→ Selected excerpt
Iranian leaders will also have to wrestle with a second-order effect of their decision to undertake a large direct strike against Israel – the setting back of Iran’s years-long effort to lower tensions with major Arab states, particularly the Gulf monarchies, and drive a wedge between them and their chief security partner, the United States. The participation of both Jordan and Saudi Arabia in the defense of Israeli airspace on April 14 demonstrates that Iran has failed to translate the unrest over Israel’s offensive in Gaza into a broad rift between Israel and major Arab states. Iran’s attack revived regional concerns that Iran’s regime is fundamentally aggressive and seeks to intimidate regional governments allied with the United States. To that extent, Iran undid the progress it made by rebuilding ties to the United Arab Emirates (UAE) and Saudi Arabia over the past few years, culminating in a China-brokered Iran-Saudi restoration of full diplomatic relations in March 2023. Iran’s missile attack also further widened its rift not only with the United States but also with governments in Western Europe that participated in the defense of Israel and are joining U.S. officials to add economic sanctions on suppliers of missile and armed drone components to Iran. In the wake of the Iranian attack, the U.S. Congress advanced a raft of new Iran sanctions legislation intended to limit the U.S. ability to release blocked Iranian assets and to further authorize U.S. action to limit Iranian oil sales to China. Although Iran has navigated the effects of regional isolation and U.S.-led sanctions for many years, its missile attack on Israel has clearly set back its efforts to focus international criticism on Israel’s offensive in Gaza and draw recruits to its efforts to isolate and punish the Israelis.

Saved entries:
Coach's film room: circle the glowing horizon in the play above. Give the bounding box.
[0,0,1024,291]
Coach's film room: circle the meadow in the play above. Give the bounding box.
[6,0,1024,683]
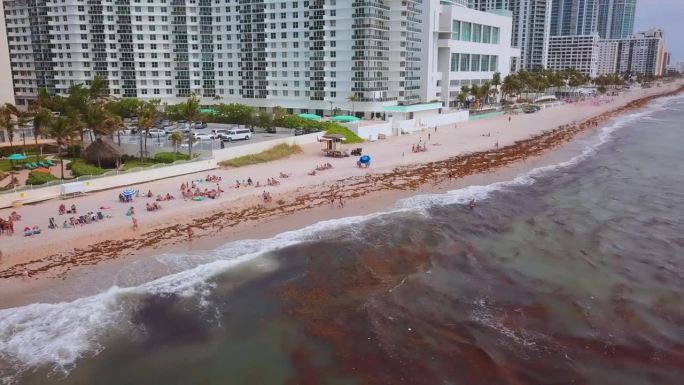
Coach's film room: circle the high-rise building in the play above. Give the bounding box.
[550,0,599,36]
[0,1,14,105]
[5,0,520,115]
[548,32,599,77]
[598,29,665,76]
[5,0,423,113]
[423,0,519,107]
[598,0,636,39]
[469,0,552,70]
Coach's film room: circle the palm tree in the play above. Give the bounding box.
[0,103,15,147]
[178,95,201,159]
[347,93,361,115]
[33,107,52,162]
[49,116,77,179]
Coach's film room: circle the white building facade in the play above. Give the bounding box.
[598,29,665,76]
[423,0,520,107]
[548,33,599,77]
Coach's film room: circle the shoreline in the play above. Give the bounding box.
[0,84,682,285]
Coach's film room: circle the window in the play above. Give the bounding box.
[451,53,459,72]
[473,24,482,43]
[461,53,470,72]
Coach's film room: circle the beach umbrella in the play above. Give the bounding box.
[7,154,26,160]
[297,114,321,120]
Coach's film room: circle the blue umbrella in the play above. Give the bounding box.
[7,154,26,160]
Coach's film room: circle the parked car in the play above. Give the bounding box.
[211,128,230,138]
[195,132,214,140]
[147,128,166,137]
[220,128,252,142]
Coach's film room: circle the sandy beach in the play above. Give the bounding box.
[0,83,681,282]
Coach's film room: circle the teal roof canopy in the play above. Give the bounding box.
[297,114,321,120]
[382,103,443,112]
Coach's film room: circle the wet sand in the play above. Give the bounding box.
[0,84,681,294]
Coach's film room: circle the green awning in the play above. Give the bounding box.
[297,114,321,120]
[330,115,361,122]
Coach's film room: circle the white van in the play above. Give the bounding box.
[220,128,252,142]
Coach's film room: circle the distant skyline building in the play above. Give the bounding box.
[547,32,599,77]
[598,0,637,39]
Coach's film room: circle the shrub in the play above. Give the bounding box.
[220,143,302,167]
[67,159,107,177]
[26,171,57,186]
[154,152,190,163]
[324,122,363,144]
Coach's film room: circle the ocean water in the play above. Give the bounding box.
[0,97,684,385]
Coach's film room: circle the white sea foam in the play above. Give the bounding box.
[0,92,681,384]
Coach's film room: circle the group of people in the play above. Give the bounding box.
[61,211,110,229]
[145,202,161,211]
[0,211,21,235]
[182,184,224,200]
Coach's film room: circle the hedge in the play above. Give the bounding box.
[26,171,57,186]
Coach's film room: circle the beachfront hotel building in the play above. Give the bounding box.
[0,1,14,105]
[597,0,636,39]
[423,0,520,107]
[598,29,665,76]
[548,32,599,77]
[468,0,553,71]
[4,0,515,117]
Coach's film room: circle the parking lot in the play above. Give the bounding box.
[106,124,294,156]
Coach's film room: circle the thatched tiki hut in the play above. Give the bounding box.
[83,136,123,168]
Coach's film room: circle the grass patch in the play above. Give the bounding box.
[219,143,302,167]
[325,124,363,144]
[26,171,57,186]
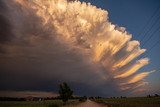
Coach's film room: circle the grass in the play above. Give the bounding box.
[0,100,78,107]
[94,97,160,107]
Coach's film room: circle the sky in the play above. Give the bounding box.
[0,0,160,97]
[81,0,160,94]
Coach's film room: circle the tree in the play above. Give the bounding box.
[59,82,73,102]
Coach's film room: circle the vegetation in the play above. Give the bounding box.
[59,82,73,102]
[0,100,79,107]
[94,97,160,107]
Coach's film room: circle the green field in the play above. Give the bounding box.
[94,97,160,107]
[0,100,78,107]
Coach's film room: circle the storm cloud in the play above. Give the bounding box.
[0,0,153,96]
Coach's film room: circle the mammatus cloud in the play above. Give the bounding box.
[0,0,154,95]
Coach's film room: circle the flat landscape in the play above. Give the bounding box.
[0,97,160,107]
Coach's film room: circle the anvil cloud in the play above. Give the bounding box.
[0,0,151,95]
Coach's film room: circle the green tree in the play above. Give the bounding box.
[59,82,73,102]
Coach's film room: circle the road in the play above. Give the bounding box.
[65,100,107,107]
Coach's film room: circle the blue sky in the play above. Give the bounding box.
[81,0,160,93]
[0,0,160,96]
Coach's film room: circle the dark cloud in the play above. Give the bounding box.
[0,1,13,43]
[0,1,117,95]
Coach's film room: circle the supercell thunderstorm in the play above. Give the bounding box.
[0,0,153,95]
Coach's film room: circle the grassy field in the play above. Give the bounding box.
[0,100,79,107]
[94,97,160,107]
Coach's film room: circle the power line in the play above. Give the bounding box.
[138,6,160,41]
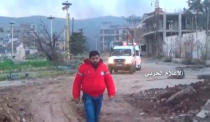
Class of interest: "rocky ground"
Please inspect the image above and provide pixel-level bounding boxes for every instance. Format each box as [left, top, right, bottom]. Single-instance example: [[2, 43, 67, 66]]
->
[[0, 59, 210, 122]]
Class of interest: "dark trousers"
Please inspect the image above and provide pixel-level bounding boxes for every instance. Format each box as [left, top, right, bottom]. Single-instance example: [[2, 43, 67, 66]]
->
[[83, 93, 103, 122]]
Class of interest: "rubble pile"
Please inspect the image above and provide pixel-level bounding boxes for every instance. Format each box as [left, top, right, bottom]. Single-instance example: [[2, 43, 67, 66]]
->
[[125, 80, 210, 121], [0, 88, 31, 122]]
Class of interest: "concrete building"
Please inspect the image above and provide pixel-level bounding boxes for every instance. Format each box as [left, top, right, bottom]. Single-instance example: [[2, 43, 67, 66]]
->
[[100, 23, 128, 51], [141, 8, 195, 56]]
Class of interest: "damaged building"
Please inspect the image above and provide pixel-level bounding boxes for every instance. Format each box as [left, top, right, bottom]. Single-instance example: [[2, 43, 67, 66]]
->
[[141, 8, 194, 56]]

* * *

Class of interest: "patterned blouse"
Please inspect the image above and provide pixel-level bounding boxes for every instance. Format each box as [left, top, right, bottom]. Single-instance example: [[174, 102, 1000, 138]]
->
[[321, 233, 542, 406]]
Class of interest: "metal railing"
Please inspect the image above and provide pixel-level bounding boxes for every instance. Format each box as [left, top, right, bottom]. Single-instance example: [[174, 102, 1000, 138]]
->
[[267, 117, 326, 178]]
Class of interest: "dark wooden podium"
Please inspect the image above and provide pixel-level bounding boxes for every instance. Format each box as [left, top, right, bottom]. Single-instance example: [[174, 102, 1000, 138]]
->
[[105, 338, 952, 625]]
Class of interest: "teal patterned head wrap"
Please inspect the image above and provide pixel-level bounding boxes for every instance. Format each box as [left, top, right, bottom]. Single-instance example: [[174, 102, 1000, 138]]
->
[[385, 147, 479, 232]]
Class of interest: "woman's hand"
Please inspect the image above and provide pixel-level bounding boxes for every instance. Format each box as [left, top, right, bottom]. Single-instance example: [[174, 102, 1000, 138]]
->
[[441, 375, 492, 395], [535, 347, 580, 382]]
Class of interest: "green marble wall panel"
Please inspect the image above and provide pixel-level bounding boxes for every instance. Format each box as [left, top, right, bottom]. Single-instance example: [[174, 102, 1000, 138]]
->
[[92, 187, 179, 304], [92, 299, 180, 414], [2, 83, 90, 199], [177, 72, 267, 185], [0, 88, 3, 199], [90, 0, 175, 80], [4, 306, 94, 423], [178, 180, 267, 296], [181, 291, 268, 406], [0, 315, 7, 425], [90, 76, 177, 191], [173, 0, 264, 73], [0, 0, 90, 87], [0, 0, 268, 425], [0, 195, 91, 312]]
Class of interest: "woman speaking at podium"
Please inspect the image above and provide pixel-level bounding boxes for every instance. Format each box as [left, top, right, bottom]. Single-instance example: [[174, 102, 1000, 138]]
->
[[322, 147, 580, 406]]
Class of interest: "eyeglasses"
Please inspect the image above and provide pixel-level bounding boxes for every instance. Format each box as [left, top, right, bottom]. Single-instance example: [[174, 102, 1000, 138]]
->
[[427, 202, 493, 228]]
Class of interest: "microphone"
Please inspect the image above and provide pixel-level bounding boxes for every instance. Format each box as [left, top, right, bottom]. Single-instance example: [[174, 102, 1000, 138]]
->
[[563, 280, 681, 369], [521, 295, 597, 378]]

==

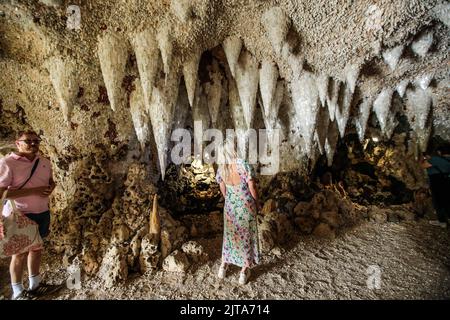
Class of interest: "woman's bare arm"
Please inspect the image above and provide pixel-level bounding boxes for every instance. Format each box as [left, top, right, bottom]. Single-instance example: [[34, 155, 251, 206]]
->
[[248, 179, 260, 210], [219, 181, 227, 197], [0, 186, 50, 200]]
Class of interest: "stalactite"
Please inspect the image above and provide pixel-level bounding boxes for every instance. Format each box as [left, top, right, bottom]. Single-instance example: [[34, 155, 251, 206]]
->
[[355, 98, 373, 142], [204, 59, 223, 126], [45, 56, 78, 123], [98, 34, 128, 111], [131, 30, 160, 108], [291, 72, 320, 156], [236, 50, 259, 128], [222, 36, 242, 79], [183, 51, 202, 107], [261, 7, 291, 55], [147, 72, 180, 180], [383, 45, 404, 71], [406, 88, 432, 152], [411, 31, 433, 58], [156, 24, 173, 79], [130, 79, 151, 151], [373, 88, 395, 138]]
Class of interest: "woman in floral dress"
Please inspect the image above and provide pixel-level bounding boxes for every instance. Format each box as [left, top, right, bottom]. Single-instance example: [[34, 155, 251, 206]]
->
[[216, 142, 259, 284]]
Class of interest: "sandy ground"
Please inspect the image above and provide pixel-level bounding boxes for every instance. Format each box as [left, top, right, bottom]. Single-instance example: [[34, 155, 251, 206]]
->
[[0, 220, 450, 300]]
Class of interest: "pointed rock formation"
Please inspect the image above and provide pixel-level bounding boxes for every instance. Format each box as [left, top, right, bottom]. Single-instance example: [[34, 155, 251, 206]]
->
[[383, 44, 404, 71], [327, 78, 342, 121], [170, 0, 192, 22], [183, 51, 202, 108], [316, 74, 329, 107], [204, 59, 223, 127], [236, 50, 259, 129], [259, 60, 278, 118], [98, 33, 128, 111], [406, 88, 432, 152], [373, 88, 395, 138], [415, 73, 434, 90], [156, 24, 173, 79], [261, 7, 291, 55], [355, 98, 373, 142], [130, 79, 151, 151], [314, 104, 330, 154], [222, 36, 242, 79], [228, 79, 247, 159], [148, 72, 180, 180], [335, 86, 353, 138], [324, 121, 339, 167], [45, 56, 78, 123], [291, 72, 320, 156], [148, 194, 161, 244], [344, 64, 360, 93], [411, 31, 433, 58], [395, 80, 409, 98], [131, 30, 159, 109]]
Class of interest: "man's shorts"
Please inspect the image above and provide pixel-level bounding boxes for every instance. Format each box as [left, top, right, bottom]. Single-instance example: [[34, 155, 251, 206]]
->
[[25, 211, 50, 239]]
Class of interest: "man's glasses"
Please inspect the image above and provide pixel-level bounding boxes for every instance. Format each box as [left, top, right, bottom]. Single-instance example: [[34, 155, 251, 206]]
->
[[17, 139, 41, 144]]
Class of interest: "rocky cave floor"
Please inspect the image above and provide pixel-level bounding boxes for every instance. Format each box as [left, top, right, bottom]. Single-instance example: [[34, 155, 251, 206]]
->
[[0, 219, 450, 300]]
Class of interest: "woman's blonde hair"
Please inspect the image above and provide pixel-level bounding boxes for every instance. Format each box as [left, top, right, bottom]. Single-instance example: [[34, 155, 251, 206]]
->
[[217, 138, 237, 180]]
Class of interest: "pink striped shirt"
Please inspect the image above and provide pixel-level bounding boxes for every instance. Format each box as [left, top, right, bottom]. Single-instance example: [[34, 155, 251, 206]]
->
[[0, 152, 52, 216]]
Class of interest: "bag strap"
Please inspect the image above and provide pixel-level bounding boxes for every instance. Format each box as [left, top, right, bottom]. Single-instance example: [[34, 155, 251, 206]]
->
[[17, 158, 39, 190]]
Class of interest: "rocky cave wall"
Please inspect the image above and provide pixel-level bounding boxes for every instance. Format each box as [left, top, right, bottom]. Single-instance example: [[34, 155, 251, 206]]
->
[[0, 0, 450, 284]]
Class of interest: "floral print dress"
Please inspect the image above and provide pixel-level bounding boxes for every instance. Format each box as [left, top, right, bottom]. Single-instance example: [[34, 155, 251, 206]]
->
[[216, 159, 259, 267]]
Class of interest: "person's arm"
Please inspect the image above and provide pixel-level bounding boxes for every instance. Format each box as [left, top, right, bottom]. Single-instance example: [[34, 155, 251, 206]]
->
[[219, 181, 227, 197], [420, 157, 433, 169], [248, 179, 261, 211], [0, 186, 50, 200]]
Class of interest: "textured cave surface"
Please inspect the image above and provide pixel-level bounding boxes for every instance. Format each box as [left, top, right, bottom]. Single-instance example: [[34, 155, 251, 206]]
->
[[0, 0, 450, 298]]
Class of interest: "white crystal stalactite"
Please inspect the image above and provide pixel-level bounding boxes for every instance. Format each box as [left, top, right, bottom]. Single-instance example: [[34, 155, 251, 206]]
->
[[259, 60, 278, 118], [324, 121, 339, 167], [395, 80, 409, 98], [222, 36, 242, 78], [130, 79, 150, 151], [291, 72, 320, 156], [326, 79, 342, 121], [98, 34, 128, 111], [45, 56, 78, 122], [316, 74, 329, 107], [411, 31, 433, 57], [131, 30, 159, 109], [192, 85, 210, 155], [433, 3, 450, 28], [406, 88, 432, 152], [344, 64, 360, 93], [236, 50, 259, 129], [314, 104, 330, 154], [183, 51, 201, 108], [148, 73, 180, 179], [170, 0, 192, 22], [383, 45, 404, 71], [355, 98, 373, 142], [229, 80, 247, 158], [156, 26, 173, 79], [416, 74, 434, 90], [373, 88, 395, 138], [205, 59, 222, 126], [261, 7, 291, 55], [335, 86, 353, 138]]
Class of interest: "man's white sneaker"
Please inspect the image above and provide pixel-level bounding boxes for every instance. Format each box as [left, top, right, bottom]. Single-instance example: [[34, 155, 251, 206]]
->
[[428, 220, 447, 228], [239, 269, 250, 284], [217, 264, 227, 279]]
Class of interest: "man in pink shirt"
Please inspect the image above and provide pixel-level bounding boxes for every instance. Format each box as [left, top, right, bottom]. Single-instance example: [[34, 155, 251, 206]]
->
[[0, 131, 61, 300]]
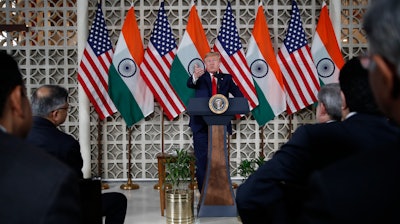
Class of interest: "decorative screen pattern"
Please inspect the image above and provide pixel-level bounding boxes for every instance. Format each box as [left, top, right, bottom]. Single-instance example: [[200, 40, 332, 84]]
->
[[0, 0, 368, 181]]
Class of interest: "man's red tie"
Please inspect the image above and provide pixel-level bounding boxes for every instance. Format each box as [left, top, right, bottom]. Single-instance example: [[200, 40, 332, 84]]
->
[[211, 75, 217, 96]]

→ Exercise brief
Answer these questions from the passage above on Iran's strike against Israel:
(a) Which two Arab states took part in defending Israeli airspace on April 14?
(b) What did China broker in March 2023?
(c) What two aims does the new Iran sanctions legislation advanced by the U.S. Congress have?

→ Solution to this exercise
(a) Jordan and Saudi Arabia.
(b) The restoration of full diplomatic relations between Iran and Saudi Arabia.
(c) It aims to limit the U.S. ability to release blocked Iranian assets and to further authorize U.S. action to limit Iranian oil sales to China.